▶ [Description of the task] Work out how many lines below contain "pole". Provide only the figure.

▶ [Data shown]
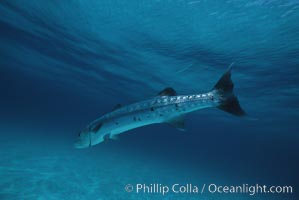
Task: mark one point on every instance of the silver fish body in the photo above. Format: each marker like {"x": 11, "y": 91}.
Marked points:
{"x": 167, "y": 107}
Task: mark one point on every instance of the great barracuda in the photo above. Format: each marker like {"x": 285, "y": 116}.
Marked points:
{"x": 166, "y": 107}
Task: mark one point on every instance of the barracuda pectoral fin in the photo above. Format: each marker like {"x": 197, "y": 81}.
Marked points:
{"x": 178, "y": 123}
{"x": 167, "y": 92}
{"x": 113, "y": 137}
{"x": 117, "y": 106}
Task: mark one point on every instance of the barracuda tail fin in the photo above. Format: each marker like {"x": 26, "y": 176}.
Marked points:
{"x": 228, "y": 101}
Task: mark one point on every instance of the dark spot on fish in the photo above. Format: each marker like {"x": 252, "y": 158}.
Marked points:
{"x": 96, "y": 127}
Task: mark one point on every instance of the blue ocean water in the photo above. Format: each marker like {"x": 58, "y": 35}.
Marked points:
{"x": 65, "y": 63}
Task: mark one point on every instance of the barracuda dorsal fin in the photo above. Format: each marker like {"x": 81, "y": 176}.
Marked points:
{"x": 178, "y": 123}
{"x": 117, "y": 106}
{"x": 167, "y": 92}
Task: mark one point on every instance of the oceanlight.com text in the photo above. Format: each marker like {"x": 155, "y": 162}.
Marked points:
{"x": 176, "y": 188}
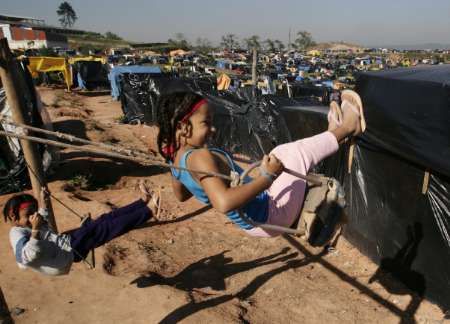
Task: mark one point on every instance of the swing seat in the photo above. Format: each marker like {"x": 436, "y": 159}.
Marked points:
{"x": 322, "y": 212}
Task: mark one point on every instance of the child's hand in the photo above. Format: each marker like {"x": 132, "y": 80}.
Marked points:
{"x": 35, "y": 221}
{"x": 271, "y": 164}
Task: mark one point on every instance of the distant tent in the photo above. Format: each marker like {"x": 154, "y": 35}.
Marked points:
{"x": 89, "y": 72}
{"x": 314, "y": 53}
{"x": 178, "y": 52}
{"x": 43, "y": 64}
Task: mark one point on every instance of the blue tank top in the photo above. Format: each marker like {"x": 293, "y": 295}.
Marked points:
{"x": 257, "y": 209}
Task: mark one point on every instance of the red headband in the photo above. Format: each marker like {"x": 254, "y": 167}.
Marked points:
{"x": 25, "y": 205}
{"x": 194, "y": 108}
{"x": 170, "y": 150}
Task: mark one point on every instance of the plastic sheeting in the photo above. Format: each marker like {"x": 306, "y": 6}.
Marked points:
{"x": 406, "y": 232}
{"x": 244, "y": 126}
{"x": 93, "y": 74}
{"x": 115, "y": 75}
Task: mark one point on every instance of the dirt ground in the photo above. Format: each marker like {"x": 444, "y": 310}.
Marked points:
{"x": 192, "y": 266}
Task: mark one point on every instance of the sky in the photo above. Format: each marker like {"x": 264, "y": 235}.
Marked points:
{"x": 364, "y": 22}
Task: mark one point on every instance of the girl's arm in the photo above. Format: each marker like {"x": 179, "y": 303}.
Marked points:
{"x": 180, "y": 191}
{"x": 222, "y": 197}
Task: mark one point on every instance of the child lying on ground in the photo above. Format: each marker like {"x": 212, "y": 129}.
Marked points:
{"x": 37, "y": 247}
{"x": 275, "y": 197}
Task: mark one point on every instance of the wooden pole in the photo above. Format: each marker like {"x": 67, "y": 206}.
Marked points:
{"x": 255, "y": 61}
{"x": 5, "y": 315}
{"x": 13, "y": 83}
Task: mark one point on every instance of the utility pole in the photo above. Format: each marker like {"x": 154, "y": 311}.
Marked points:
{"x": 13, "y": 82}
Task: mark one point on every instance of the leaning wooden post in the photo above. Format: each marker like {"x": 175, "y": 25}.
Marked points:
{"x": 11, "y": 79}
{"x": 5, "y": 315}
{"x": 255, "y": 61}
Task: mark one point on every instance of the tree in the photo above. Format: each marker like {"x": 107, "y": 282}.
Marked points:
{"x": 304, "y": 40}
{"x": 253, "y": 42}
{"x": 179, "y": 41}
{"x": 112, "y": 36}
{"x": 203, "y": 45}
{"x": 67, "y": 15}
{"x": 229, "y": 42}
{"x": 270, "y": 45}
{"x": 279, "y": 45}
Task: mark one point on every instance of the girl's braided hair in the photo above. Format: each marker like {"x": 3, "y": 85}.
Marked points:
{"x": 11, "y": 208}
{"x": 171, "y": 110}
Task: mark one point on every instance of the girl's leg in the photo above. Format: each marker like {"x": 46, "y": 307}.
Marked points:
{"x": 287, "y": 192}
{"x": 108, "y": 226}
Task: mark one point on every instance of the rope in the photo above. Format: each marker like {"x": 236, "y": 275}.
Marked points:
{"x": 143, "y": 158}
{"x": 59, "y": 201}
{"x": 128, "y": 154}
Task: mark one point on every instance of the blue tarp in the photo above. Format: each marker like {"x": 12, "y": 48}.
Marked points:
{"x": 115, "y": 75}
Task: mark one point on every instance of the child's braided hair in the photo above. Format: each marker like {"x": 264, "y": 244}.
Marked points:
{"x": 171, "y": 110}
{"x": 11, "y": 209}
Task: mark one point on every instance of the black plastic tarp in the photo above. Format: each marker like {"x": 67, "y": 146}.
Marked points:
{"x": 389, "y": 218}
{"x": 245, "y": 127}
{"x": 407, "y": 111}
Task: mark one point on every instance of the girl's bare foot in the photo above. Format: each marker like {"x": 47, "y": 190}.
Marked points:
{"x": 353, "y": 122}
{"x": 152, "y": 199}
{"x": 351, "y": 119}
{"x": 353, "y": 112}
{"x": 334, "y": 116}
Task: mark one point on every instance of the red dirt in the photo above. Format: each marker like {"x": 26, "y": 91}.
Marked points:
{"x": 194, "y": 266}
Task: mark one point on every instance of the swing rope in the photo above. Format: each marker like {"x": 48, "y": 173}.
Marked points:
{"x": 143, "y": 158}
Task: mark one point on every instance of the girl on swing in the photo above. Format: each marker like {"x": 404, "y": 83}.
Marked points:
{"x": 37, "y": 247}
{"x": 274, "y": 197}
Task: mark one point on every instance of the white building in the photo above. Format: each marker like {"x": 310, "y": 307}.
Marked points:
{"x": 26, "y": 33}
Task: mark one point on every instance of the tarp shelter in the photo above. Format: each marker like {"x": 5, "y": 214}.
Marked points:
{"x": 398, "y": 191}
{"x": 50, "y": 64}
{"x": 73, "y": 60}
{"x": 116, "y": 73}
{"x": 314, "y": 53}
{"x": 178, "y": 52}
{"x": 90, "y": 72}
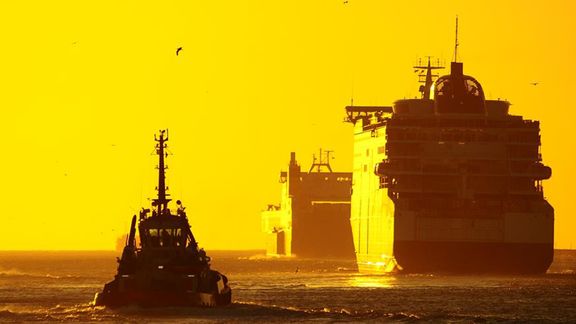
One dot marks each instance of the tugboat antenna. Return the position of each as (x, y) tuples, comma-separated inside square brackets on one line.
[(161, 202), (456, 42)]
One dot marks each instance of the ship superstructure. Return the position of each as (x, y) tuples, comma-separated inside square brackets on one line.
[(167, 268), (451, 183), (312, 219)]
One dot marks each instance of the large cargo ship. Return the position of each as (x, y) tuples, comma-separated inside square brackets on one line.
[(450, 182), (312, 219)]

▶ [Solution for this task] 2